Switch each "one point per instance" in the items to "a single point for each instance" and write the items out again, otherwise unchanged and without the pictures.

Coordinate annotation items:
────
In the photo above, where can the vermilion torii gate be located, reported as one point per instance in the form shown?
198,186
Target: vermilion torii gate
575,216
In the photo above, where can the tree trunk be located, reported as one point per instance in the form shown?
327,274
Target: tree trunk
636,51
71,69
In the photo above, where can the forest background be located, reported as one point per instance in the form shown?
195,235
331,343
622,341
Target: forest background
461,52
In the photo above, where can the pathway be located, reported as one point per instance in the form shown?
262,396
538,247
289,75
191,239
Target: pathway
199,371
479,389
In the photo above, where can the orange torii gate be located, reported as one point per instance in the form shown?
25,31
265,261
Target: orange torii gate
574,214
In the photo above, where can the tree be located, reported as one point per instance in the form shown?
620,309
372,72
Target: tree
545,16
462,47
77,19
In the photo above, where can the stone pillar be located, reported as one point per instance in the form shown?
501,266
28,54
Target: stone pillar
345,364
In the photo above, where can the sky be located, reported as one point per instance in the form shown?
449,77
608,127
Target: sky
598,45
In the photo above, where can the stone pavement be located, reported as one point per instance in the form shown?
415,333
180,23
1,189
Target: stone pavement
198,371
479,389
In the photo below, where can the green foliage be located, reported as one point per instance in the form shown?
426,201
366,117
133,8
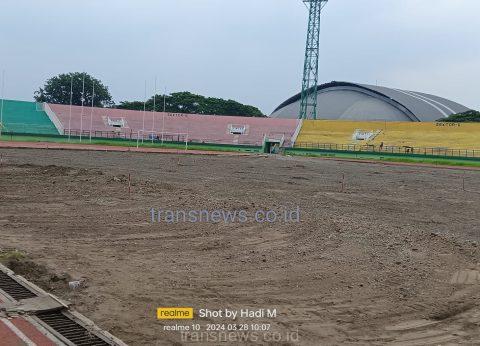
────
### RESPONSE TO THIS TASK
In the photo above, where can the vermilion torii gate be located, reported as a single point for each instance in the form shown?
198,186
Target: vermilion torii gate
575,216
In the photo above, where can the tree trunk be located, reported as a single point for each instance in the form shown?
327,274
Target: tree trunk
636,51
71,69
In the photo above, where can the forest background be located, reported as a single point for each instance in the form shown?
195,235
331,343
622,341
Target: forest background
461,52
In the photo above, where can the pathway be located, reported as a single point for each instance in the form shown?
262,396
538,247
289,75
191,239
Target: pathway
199,371
479,389
In the photo above, where can the orange torii gate be located, reported as a single point for each instance in the form shown?
25,31
265,261
Target: orange torii gate
574,214
In the photo above, where can the tree be located, reported as a single point for each instance in the form shown?
620,309
372,72
Target: tree
545,16
462,47
77,19
In the photo above, where can the stone pillar be located, reported as a single point for each instance in the form shown?
501,266
28,54
Target: stone pillar
345,364
In the photo above, where can the sky be located, reported as a single point for each instance in the form shown?
449,77
608,127
Target: sky
598,45
In the photo above, where can the stone pavement be located, reported as a single point for each instance in the form shown?
415,333
180,23
1,189
Target: stone pavement
198,371
479,389
In the photo below, where can the green foliage be located, reported as a single point for each instance in the form shown?
426,201
366,117
133,8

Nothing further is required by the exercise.